*** RECORDS FOR THE EXERCISE ***
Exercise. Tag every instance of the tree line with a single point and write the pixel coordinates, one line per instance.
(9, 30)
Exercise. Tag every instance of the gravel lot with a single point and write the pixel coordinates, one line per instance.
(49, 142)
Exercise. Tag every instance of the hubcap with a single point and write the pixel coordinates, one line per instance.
***
** YOUR INSTRUCTIONS **
Set down every line of the listing above in the same order, reproducing each character without change.

** SOLUTION TO THIS PROBLEM **
Exercise. Tag every instance of the tree line with a single point and write the pixel coordinates, one line per instance.
(9, 30)
Exercise. Tag every instance of the gravel lot with a single point and write the pixel coordinates, one line per instance.
(49, 142)
Exercise. Tag every instance of the hubcap with a single point and write the pixel coordinates, one line per instance.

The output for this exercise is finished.